--- Your tasks ---
**A.** Write out the stretch from "Hashem has instructed" through "is the answer." of the passage on the Talmud and the Oral Law, word for word.
**B.** Extend the passage on the Talmud and the Oral Law from where it stops.

--- Document segment ---
━━━━

One last point of interest demonstrates how the Talmud was so misunderstood throughout history.  There are many groups of people who opposed Jewish halachah if it came from the discussions of the Talmud.  The say that they believe and follow the Torah as the word of Hashem but believe the Talmud to be antiquated and only the opinion of the Rabbis – therefore making it irrelevant to our daily lives.  The Sadducees, the Essenes, the Karaites, the Xtians, Muslims and even the Reform and Conservative of today have all practiced rejection of the Oral Law saying that they only adhere to the written Torah.  I have had the privilege of working with people of this belief.  I like to give them a test – just some simple questions, such as: Do you light Shabbos candles?  Do you light Chanukah candles?  Do you celebrate Purim (giving shalach manos, getting drunk, etc), do you wear shatnez (combining wool and linen), do you mix milk and meat, do you observe ritual purity (there are actually many questions – that is enough for now).  Everything that these people have said yes to was a custom from the Talmud.  Everything they said no to or maybe partially was a definite mitzvah from the Torah.  I know, it is not nice to trick people but the point is clear.  Most Jews know very little about Judaism because they haven't studied what Judaism really entails and, more importantly, what obligations have come directly from Hashem.  All really comes from Hashem; but, if Jews believe that they don't have to do something because some Rabbi said it thousands of years ago, they are deceived and not meeting their obligations as Jews.

Hashem has instructed us in scriptures to follow the words of the great Rabbis.  Hashem has continued to give us instruction to this very day through the greats of today.  Knowing who are the Poskim, which I talked about the other day, and who are not to be listened to, is part of the education one gets in studying Torah.  I found that you often can find a Rabbi who will go along with whatever you want to do.  It is extremely dangerous if you live by a Rabbi's opinion that is not adhering to the Torah.  The only opinion that is valid is Hashem's opinion and that can only come from the right books and the right people.  It is a very difficult subject but the bottom line is always measure-for-measure between you and Hashem.  Education is the answer.

━━━━

Photo-based point labeling data
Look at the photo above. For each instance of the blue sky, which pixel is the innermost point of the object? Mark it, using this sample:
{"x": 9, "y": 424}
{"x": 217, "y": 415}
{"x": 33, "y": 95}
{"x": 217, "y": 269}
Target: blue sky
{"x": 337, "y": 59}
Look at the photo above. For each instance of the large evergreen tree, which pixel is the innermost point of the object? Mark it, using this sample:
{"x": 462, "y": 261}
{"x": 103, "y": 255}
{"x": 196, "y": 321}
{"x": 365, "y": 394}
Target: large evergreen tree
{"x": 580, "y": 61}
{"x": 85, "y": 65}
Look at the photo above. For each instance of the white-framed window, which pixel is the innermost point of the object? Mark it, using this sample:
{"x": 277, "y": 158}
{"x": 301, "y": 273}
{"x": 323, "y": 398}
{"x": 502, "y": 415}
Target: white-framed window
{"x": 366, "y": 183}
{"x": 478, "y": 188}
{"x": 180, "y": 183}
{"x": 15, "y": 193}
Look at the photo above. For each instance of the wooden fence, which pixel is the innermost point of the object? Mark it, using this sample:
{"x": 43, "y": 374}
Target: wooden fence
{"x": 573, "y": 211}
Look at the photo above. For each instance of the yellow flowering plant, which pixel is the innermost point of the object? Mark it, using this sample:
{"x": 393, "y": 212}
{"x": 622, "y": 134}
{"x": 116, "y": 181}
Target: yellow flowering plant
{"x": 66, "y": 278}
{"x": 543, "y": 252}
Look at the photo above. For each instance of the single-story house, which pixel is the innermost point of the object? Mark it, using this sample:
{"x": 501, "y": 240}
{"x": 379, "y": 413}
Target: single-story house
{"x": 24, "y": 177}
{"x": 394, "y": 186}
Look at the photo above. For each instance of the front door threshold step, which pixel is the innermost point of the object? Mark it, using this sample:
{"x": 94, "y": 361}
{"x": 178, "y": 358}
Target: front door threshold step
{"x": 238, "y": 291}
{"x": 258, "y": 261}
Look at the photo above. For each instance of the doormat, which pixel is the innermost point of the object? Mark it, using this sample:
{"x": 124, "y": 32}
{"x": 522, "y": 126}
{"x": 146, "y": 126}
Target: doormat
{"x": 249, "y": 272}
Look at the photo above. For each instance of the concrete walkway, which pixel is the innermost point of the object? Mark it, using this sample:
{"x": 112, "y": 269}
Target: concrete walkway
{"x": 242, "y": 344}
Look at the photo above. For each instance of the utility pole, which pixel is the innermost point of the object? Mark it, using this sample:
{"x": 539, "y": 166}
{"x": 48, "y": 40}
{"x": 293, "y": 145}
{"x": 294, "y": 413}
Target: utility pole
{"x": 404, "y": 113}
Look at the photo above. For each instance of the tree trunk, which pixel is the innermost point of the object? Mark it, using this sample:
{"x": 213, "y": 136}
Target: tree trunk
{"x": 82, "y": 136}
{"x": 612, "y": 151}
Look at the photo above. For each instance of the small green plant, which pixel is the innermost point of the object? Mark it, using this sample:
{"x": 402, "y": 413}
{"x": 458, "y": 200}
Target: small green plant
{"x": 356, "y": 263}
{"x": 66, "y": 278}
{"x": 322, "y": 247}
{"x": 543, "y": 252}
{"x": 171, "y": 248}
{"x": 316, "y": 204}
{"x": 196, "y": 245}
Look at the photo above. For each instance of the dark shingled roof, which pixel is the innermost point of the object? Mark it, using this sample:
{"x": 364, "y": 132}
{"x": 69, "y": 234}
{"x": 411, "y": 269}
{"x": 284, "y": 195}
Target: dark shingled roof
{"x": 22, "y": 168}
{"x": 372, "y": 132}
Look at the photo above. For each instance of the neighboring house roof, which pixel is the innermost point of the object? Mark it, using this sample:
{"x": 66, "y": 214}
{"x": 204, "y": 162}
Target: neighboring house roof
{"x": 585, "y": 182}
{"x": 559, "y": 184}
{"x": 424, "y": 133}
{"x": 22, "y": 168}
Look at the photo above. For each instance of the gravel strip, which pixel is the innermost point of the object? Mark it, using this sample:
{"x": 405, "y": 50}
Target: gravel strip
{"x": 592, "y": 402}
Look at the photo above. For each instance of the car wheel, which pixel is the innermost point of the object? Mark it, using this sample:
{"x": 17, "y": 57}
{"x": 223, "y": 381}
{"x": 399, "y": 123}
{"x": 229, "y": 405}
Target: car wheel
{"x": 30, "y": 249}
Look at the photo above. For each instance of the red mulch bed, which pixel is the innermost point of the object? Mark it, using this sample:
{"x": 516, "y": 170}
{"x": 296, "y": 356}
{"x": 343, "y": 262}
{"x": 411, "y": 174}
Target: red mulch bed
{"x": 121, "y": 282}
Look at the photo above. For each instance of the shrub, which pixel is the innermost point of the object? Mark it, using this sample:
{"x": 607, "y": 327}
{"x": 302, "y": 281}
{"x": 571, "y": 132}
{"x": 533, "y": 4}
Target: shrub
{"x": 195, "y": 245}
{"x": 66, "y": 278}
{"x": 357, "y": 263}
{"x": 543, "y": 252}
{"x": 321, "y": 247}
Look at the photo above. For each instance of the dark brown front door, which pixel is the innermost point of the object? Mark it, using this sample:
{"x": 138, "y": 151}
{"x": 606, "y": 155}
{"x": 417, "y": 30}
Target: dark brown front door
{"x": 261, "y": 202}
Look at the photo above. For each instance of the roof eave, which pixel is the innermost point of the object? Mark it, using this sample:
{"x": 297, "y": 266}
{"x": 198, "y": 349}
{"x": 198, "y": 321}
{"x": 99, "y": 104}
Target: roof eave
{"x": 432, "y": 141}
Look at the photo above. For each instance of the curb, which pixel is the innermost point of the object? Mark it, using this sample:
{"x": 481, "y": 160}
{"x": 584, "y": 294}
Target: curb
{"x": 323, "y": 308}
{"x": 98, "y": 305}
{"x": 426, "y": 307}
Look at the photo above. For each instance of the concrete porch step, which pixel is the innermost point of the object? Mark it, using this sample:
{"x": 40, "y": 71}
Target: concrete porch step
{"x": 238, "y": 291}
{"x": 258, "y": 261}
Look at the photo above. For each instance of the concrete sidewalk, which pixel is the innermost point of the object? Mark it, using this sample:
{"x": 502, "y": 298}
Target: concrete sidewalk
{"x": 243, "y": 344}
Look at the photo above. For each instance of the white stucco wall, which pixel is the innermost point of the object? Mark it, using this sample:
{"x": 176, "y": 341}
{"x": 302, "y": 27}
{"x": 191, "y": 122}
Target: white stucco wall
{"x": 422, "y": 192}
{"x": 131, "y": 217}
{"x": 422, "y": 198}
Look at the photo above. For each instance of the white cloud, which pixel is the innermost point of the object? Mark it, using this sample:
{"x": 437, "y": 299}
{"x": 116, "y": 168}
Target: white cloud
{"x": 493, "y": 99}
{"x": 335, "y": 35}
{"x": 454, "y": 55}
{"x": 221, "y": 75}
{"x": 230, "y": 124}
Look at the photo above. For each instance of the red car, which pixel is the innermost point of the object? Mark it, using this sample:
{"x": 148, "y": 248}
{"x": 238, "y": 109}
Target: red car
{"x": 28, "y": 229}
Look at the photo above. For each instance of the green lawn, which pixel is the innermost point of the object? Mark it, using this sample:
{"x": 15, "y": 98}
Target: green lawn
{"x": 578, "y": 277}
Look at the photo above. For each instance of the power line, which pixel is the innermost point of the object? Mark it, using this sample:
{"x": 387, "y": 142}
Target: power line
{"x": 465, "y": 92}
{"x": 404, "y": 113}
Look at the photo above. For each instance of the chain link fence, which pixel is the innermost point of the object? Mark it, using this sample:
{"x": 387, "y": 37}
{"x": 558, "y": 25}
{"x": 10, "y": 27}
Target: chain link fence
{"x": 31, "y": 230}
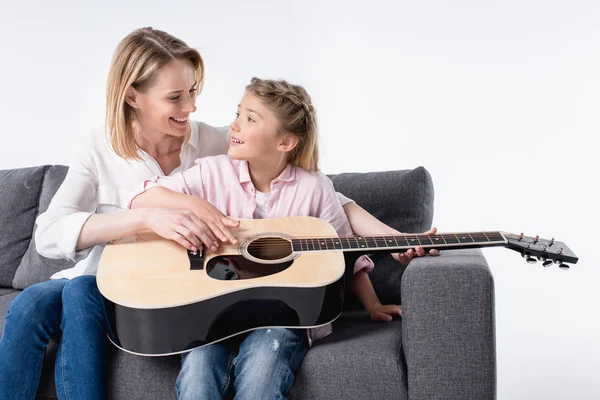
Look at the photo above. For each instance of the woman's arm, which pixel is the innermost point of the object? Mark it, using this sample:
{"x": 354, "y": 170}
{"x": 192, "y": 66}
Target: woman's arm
{"x": 205, "y": 217}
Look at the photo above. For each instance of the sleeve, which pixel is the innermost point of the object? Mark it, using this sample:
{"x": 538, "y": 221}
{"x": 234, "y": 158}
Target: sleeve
{"x": 331, "y": 210}
{"x": 75, "y": 201}
{"x": 343, "y": 199}
{"x": 186, "y": 182}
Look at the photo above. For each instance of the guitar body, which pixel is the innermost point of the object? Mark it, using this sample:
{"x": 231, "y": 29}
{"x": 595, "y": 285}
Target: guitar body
{"x": 162, "y": 299}
{"x": 284, "y": 272}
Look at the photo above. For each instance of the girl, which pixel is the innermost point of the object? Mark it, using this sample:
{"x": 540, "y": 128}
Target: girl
{"x": 271, "y": 169}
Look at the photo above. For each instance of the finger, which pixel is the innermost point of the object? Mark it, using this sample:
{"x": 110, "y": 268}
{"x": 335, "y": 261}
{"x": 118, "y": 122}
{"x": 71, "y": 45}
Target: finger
{"x": 186, "y": 233}
{"x": 228, "y": 221}
{"x": 225, "y": 234}
{"x": 203, "y": 232}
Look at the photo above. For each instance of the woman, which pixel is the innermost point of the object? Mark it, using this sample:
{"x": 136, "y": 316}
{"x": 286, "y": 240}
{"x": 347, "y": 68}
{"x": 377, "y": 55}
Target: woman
{"x": 152, "y": 86}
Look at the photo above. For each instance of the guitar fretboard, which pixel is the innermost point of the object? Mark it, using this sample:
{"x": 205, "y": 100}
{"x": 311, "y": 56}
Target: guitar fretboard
{"x": 398, "y": 242}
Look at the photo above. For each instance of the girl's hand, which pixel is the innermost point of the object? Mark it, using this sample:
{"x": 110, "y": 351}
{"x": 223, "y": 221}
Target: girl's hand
{"x": 182, "y": 226}
{"x": 385, "y": 313}
{"x": 405, "y": 257}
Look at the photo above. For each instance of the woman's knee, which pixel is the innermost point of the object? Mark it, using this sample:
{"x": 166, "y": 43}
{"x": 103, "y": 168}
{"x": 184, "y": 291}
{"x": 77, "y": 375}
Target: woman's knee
{"x": 40, "y": 299}
{"x": 82, "y": 287}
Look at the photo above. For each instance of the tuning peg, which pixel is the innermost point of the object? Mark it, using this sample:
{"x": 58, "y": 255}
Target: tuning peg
{"x": 545, "y": 262}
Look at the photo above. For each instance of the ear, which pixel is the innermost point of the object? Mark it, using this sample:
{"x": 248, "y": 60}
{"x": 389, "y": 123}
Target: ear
{"x": 131, "y": 97}
{"x": 288, "y": 142}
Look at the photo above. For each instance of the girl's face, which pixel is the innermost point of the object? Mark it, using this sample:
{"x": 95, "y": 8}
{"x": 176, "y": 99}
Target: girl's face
{"x": 164, "y": 108}
{"x": 254, "y": 133}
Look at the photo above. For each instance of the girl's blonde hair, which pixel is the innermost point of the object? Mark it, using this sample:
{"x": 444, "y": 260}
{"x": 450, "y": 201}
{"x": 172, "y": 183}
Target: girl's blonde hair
{"x": 136, "y": 63}
{"x": 295, "y": 113}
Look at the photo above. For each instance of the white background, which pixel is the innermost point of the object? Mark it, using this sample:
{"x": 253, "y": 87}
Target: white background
{"x": 499, "y": 100}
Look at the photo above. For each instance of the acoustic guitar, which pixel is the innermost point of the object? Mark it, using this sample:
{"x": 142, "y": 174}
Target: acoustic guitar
{"x": 293, "y": 272}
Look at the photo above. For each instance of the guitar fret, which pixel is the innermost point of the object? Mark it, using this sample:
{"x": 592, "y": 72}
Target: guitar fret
{"x": 464, "y": 239}
{"x": 371, "y": 242}
{"x": 401, "y": 241}
{"x": 424, "y": 240}
{"x": 381, "y": 241}
{"x": 360, "y": 241}
{"x": 438, "y": 239}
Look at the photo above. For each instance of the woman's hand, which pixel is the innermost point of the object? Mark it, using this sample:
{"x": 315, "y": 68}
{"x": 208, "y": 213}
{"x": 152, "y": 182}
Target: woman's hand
{"x": 214, "y": 222}
{"x": 187, "y": 229}
{"x": 379, "y": 312}
{"x": 408, "y": 255}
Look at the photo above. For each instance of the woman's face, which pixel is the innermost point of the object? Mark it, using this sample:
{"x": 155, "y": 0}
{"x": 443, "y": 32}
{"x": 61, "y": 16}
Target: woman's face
{"x": 254, "y": 132}
{"x": 164, "y": 108}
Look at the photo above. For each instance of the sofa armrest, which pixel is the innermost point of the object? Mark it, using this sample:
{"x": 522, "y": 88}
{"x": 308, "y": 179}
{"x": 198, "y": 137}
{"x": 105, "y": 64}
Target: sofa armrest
{"x": 448, "y": 327}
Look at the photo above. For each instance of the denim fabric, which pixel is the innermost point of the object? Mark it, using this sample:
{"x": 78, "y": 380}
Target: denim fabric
{"x": 40, "y": 313}
{"x": 261, "y": 365}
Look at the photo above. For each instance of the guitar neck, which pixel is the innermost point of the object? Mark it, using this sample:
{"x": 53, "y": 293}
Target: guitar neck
{"x": 393, "y": 243}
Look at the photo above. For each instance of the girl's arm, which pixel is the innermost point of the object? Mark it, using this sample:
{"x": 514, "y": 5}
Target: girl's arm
{"x": 362, "y": 287}
{"x": 365, "y": 224}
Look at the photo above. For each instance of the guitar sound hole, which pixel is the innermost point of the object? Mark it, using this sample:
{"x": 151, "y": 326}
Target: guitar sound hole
{"x": 270, "y": 248}
{"x": 229, "y": 268}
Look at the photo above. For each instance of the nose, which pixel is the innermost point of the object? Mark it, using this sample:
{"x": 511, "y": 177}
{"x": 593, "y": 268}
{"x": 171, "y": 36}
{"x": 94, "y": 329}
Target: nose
{"x": 234, "y": 126}
{"x": 190, "y": 105}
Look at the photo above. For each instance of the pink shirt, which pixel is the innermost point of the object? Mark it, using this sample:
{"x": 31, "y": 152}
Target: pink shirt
{"x": 226, "y": 184}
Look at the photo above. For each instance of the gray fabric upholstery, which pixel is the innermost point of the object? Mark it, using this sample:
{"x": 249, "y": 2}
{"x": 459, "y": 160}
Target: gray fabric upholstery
{"x": 5, "y": 298}
{"x": 448, "y": 327}
{"x": 404, "y": 200}
{"x": 443, "y": 348}
{"x": 33, "y": 267}
{"x": 360, "y": 360}
{"x": 19, "y": 194}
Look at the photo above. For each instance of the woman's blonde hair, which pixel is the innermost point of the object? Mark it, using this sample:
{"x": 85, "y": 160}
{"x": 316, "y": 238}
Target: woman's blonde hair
{"x": 136, "y": 63}
{"x": 295, "y": 113}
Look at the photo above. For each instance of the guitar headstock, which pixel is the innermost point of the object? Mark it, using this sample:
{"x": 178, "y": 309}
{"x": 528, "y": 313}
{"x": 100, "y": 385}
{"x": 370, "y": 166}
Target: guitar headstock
{"x": 534, "y": 249}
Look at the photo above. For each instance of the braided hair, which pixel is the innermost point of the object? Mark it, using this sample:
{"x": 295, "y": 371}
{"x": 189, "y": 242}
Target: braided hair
{"x": 295, "y": 113}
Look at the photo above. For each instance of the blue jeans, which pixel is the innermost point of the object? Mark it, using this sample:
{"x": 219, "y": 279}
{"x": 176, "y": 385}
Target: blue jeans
{"x": 38, "y": 314}
{"x": 261, "y": 365}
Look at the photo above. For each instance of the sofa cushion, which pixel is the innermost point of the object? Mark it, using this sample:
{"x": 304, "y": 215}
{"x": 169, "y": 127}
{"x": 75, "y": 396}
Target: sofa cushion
{"x": 35, "y": 268}
{"x": 362, "y": 359}
{"x": 6, "y": 296}
{"x": 401, "y": 199}
{"x": 19, "y": 194}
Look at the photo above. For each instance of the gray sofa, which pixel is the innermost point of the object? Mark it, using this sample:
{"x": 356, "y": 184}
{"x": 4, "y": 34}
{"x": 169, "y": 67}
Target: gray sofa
{"x": 443, "y": 348}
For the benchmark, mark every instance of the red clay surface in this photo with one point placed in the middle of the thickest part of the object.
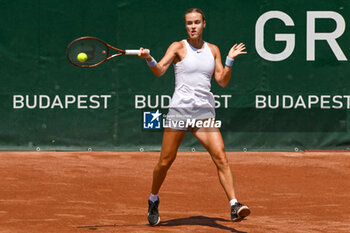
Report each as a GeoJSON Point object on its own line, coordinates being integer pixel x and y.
{"type": "Point", "coordinates": [83, 192]}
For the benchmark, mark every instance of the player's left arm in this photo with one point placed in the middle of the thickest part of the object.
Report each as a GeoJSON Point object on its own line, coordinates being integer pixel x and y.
{"type": "Point", "coordinates": [222, 74]}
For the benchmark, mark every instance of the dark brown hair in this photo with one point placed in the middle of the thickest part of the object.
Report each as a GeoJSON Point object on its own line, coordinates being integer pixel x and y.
{"type": "Point", "coordinates": [195, 10]}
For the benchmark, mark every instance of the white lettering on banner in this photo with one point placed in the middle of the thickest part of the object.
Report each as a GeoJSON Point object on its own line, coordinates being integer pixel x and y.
{"type": "Point", "coordinates": [259, 36]}
{"type": "Point", "coordinates": [330, 37]}
{"type": "Point", "coordinates": [68, 101]}
{"type": "Point", "coordinates": [163, 101]}
{"type": "Point", "coordinates": [311, 35]}
{"type": "Point", "coordinates": [302, 102]}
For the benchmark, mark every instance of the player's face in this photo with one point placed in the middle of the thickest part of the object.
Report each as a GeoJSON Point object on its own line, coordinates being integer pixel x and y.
{"type": "Point", "coordinates": [194, 25]}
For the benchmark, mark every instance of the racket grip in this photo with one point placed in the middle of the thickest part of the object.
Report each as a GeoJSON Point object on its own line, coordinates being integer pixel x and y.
{"type": "Point", "coordinates": [133, 51]}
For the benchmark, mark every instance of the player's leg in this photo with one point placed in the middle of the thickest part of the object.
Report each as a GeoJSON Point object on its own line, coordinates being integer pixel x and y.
{"type": "Point", "coordinates": [171, 142]}
{"type": "Point", "coordinates": [212, 140]}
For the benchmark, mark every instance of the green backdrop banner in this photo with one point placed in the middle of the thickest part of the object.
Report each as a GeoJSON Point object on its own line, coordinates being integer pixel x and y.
{"type": "Point", "coordinates": [290, 92]}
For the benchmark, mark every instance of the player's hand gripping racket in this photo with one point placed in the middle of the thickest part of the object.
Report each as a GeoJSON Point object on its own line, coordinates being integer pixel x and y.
{"type": "Point", "coordinates": [90, 51]}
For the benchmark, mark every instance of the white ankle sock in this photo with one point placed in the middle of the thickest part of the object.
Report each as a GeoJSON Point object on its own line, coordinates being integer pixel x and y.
{"type": "Point", "coordinates": [233, 201]}
{"type": "Point", "coordinates": [153, 197]}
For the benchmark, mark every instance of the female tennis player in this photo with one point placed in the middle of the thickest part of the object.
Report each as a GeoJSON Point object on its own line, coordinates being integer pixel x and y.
{"type": "Point", "coordinates": [195, 62]}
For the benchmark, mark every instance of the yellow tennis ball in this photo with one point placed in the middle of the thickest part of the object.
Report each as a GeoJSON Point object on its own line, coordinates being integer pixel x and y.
{"type": "Point", "coordinates": [82, 57]}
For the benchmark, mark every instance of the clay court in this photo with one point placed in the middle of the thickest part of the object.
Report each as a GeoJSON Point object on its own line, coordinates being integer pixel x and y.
{"type": "Point", "coordinates": [63, 192]}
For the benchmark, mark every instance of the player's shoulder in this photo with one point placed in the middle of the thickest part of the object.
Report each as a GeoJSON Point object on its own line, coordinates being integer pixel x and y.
{"type": "Point", "coordinates": [215, 49]}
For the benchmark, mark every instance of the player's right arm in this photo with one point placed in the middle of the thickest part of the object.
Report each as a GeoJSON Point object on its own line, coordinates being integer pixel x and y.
{"type": "Point", "coordinates": [161, 67]}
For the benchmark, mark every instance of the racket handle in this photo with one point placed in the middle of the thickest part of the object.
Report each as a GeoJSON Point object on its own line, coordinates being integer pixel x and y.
{"type": "Point", "coordinates": [133, 51]}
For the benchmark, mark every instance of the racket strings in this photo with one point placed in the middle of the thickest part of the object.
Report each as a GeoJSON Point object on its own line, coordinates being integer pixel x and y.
{"type": "Point", "coordinates": [95, 50]}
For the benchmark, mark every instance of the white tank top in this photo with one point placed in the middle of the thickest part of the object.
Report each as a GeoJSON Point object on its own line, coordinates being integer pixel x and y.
{"type": "Point", "coordinates": [193, 83]}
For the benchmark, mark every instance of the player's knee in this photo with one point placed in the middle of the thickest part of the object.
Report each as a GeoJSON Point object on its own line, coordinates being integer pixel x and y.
{"type": "Point", "coordinates": [164, 164]}
{"type": "Point", "coordinates": [221, 160]}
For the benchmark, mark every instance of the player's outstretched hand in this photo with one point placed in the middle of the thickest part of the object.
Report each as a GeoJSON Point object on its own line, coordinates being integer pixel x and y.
{"type": "Point", "coordinates": [144, 53]}
{"type": "Point", "coordinates": [237, 50]}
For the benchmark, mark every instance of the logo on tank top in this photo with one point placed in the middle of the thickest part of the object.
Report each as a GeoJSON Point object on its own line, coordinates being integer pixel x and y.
{"type": "Point", "coordinates": [151, 120]}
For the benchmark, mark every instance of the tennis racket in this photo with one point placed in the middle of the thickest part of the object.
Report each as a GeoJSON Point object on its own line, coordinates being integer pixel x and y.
{"type": "Point", "coordinates": [88, 51]}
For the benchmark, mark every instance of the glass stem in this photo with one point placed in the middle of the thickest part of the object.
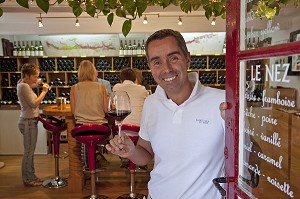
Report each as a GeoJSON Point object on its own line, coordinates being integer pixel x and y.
{"type": "Point", "coordinates": [119, 127]}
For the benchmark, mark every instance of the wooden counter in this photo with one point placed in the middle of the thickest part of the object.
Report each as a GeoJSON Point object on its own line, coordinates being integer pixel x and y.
{"type": "Point", "coordinates": [76, 178]}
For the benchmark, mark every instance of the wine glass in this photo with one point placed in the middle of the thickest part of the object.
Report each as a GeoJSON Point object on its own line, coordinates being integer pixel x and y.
{"type": "Point", "coordinates": [119, 107]}
{"type": "Point", "coordinates": [40, 82]}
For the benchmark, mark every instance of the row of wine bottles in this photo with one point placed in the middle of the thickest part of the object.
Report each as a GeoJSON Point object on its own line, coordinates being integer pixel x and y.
{"type": "Point", "coordinates": [132, 48]}
{"type": "Point", "coordinates": [28, 50]}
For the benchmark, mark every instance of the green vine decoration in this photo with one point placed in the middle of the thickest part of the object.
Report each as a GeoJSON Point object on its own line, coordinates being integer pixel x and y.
{"type": "Point", "coordinates": [129, 10]}
{"type": "Point", "coordinates": [270, 8]}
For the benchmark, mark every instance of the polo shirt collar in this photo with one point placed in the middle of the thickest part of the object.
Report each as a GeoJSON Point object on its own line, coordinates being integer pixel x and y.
{"type": "Point", "coordinates": [128, 82]}
{"type": "Point", "coordinates": [193, 77]}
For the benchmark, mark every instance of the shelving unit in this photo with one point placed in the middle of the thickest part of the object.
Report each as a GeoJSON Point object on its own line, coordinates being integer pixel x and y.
{"type": "Point", "coordinates": [61, 72]}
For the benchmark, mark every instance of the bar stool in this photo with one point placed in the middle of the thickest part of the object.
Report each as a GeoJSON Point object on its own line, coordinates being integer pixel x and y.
{"type": "Point", "coordinates": [132, 132]}
{"type": "Point", "coordinates": [91, 135]}
{"type": "Point", "coordinates": [55, 126]}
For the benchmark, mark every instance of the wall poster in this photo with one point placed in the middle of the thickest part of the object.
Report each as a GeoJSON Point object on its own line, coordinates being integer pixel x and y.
{"type": "Point", "coordinates": [269, 129]}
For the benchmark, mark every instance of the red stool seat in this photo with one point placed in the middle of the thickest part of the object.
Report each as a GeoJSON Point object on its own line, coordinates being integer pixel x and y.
{"type": "Point", "coordinates": [55, 126]}
{"type": "Point", "coordinates": [132, 132]}
{"type": "Point", "coordinates": [91, 135]}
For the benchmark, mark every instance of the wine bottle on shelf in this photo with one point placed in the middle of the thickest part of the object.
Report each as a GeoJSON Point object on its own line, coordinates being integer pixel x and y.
{"type": "Point", "coordinates": [253, 44]}
{"type": "Point", "coordinates": [134, 48]}
{"type": "Point", "coordinates": [121, 49]}
{"type": "Point", "coordinates": [19, 49]}
{"type": "Point", "coordinates": [31, 49]}
{"type": "Point", "coordinates": [224, 48]}
{"type": "Point", "coordinates": [23, 49]}
{"type": "Point", "coordinates": [27, 49]}
{"type": "Point", "coordinates": [125, 48]}
{"type": "Point", "coordinates": [139, 48]}
{"type": "Point", "coordinates": [129, 48]}
{"type": "Point", "coordinates": [143, 48]}
{"type": "Point", "coordinates": [36, 49]}
{"type": "Point", "coordinates": [15, 49]}
{"type": "Point", "coordinates": [41, 50]}
{"type": "Point", "coordinates": [249, 45]}
{"type": "Point", "coordinates": [258, 43]}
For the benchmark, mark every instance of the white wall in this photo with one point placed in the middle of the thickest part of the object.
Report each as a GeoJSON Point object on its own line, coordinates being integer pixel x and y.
{"type": "Point", "coordinates": [11, 140]}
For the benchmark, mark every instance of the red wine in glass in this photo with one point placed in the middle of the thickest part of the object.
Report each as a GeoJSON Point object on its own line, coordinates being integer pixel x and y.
{"type": "Point", "coordinates": [119, 107]}
{"type": "Point", "coordinates": [119, 115]}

━━━━

--- Per-task answers ---
**A.**
Hashem has instructed us in scriptures to follow the words of the great Rabbis.  Hashem has continued to give us instruction to this very day through the greats of today.  Knowing who are the Poskim, which I talked about the other day, and who are not to be listened to, is part of the education one gets in studying Torah.  I found that you often can find a Rabbi who will go along with whatever you want to do.  It is extremely dangerous if you live by a Rabbi's opinion that is not adhering to the Torah.  The only opinion that is valid is Hashem's opinion and that can only come from the right books and the right people.  It is a very difficult subject but the bottom line is always measure-for-measure between you and Hashem.  Education is the answer.

**B.**
The study of Torah covers everything that exists in the universe and in life.  Although we have very clear cut halachic guidance, the learning of how we got to each obligation is not so simple but is fascinating.  Hashem wants us to be partners in creation and to be involved.  It makes our daily lives much more interesting than just reading and following directions.  We are not a "blind faith" belief system but diggers of the truth.  We are greatly encouraged to ask questions.  It gives us great confidence in what we do. The truth is what our future is. Getting deeper and deeper into the study of all its details is our preparation for the future (which I believe is a lot closer than we think).  Enjoy – that is the way it is meant to be done.


  1. Shalom,

    I am Noahide. I read several Talmud. I am shocking to read that all gentile are not allowed to study Torah and Talmud. They deserve harsh punishment if they study the books. Why?

    1. For two thousand years the church has persecuted, exiled and killed Jews because of what it says in the Bible and the Talmud about their deity. The inquisition, the crusades, programs, libels, holocaust, even terrorist activity are all due to the fact that the non-Jews aren't interested in the truth. It became so dangerous that any non-Jew who was learning Jewish scriptures was stopped (usually by the church) and it always resulted in death of Jews. The biggest reason that non-Jews were interested was to build evidence against the Jew -- giving the non-Jew justification for atrocities. The fact that the information came from Hashem was always in dispute and ignored. Knowing how dangerous it was for a church member to learn the truth, the church put great restrictions on the non-Jew. The church until about 200 years ago forbade its members from studying scriptures.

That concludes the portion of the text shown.